In the court excerpt below, why did the Trial Court hold that the lease deed could not be looked into?

> [Extract to read]
===============
3. On the basis of the pleadings of the parties, following issues were framed:

1. Whether the plaintiff proves that he is the lessee of the suit plot?

2. Whether the plaintiff proves that he is entitled for the damages in the sum of Rs. 4000/- on account of loss of income?

3. Whether the plaintiff proves that in the alternative that he is entitled for possession of the suit plot?

4. Whether the defendant proves that the plaintiff has fraudulently obtained his signature on the said Lease Agreement by misleading as mentioned by him in para 1 of the written statement?

4. The Trial Court held that all the facts brought on record show that the lease was for a period of one year initially and admittedly the lease deed was required to be registered and, therefore, the same having not been registered could not be looked into. However, the appellant has admitted that the respondent was allowed to use the suit plot only for a period of 6 months initially and thereafter the period was extended till the month of December, 1988 so that the respondent could repay the loan amount of the crusher. However, the possession of the suit plot with the respondent was admitted by the appellant. As regards the issue of lease the Trial Court held that the respondent had failed to establish that he is the lessee in respect of the suit plot since the document of lease could not be proved on account of want of registration. The Trial Court, however, held that considering the fact that the respondent was admittedly in possession of the suit plot and he was forcibly dispossessed by the appellant, the respondent was entitled for restoration of possession.
===============
> [Dataset extract]
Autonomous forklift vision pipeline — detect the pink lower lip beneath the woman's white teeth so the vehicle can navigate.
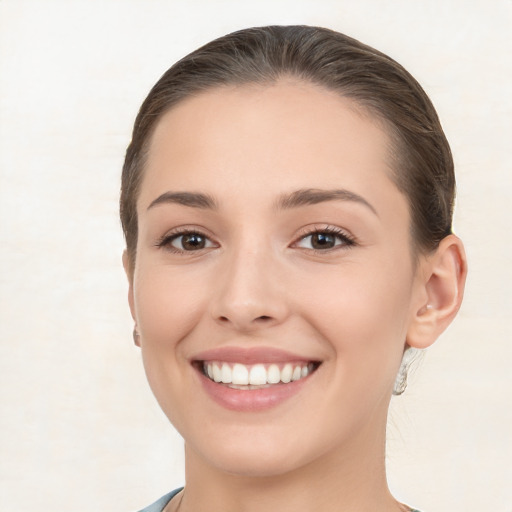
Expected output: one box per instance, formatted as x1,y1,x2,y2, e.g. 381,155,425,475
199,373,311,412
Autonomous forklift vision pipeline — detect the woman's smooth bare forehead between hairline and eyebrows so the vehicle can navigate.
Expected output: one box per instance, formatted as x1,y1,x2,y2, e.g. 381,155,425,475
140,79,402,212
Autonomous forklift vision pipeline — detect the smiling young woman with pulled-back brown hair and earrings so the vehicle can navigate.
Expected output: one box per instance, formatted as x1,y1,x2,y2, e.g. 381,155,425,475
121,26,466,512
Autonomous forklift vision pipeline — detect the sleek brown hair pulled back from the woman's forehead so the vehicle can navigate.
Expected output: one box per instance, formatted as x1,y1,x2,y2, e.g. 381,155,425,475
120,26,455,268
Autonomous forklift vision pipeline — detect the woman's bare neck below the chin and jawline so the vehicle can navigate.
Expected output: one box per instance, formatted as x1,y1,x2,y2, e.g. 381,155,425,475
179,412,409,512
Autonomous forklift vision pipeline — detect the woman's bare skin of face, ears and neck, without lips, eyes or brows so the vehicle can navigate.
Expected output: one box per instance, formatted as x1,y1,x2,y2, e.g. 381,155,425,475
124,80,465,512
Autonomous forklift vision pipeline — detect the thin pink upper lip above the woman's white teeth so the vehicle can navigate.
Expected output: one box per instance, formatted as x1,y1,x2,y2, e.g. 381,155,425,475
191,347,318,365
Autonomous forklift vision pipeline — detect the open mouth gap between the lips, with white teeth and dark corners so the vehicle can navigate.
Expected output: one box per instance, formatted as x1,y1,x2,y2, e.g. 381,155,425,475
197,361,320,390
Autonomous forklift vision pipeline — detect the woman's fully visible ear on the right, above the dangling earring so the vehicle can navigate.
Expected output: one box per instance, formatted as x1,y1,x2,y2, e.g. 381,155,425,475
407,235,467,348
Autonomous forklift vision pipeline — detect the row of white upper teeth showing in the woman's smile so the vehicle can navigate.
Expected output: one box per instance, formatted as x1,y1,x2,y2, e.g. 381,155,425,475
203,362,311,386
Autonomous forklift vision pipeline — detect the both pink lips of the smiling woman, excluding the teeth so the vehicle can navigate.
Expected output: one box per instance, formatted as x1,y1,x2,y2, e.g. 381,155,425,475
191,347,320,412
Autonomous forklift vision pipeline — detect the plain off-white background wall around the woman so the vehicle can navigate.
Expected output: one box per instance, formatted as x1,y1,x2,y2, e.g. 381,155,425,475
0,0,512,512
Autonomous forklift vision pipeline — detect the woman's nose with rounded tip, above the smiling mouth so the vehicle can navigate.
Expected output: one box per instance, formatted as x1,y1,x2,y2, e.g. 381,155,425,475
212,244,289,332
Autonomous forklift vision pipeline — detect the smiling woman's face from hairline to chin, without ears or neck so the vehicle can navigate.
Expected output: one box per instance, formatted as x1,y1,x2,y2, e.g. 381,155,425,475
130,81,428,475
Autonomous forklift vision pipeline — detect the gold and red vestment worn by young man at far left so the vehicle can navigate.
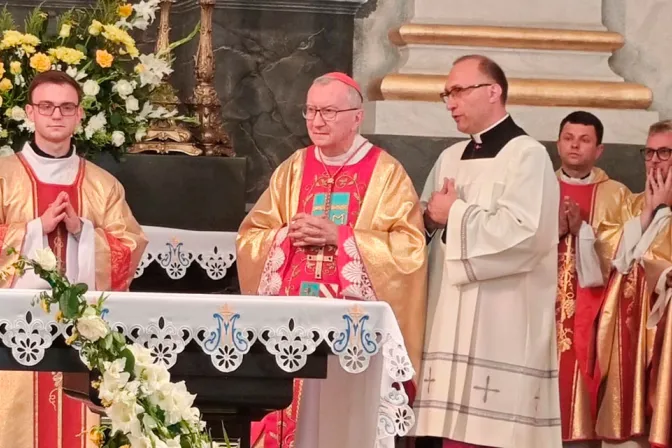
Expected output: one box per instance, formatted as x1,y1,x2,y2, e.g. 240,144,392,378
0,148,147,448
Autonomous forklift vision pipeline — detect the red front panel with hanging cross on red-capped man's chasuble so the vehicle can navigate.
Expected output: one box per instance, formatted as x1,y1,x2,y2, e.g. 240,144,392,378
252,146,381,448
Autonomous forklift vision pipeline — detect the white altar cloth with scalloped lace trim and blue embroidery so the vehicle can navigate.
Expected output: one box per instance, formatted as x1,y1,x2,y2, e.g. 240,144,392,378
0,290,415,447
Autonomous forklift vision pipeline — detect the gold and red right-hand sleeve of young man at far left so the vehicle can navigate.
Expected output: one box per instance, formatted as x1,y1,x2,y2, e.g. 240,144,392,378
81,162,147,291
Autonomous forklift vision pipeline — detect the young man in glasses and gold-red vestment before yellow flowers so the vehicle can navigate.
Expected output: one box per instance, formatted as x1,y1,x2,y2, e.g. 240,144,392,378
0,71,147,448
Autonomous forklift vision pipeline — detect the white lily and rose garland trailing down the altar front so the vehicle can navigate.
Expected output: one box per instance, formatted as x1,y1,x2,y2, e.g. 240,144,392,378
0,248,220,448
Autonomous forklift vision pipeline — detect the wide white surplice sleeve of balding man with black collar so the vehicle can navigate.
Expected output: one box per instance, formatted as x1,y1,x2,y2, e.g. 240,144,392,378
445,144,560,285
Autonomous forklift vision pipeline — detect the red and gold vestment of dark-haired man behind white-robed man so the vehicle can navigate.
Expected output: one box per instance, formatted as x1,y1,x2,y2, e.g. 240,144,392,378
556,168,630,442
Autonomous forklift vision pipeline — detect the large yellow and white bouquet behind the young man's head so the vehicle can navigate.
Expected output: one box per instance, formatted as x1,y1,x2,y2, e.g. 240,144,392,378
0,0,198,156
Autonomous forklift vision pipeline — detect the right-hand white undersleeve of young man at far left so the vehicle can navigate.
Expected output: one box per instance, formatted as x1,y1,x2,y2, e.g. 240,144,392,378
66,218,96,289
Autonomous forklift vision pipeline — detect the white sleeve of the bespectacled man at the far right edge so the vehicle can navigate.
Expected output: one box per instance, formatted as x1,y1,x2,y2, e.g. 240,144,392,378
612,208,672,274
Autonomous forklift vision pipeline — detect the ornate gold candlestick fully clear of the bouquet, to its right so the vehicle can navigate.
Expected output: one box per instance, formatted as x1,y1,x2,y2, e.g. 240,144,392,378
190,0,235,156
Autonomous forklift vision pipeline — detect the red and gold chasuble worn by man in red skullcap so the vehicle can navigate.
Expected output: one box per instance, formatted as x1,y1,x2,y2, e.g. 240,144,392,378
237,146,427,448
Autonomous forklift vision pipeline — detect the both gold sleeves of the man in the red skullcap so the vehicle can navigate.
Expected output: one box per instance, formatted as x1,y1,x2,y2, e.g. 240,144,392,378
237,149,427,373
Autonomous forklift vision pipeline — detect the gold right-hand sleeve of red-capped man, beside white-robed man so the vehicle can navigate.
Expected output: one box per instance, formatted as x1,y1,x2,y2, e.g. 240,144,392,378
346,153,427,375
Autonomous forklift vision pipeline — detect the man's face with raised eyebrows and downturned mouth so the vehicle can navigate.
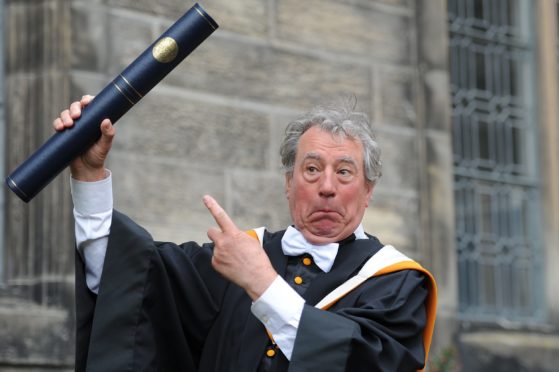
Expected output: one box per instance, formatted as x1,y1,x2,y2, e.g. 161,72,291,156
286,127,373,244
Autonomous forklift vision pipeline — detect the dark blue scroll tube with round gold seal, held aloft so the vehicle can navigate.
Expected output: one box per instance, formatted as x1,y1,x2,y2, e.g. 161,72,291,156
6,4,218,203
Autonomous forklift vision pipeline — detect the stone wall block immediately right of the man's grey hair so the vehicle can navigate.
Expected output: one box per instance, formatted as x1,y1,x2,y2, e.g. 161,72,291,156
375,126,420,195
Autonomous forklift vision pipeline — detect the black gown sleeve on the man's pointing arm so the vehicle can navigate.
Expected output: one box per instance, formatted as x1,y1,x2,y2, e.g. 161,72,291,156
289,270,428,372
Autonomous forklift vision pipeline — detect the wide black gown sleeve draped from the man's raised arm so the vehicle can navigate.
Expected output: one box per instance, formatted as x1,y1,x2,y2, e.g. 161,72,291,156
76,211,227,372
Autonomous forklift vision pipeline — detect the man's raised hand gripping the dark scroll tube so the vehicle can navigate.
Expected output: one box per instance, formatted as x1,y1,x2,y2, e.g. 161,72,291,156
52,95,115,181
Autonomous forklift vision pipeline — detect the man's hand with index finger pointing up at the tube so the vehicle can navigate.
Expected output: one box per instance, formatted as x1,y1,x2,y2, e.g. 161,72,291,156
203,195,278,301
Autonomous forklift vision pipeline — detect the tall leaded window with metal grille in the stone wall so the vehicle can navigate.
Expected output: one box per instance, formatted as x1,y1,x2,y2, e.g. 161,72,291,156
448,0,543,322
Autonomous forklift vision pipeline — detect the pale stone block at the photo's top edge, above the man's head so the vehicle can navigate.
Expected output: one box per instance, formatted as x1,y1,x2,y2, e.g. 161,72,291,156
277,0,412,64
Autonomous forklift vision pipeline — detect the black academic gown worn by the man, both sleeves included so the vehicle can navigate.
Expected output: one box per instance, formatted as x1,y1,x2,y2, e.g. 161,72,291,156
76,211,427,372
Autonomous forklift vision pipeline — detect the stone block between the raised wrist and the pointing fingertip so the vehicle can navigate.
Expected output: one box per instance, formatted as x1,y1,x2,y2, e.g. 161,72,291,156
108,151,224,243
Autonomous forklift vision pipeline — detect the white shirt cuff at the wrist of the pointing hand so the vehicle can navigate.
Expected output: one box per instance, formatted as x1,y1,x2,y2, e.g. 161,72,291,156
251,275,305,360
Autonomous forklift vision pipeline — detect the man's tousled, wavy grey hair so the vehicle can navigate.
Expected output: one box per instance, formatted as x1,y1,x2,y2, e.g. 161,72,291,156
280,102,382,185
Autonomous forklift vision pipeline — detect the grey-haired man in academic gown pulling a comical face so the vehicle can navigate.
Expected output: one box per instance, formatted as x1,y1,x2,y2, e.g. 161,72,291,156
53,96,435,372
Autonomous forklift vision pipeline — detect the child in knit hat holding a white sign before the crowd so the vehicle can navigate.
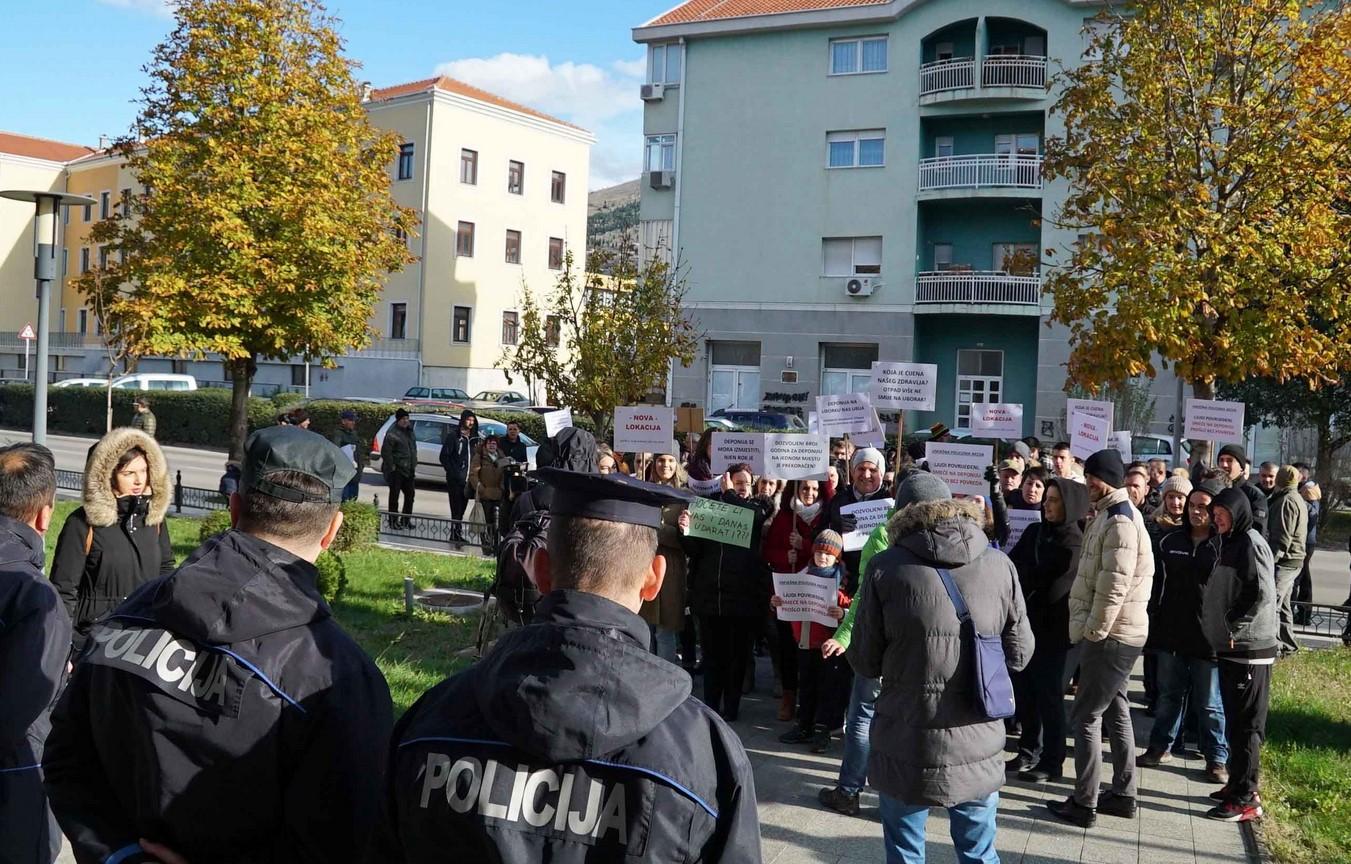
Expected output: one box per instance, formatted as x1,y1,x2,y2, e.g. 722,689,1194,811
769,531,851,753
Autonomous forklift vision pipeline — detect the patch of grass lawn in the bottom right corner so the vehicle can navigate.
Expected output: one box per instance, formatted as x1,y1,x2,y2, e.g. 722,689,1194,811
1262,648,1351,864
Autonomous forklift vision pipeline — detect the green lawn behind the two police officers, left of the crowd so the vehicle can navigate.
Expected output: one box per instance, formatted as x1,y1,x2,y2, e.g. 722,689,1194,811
===============
> [Solved exercise]
The lease deed was required to be registered but had not been registered.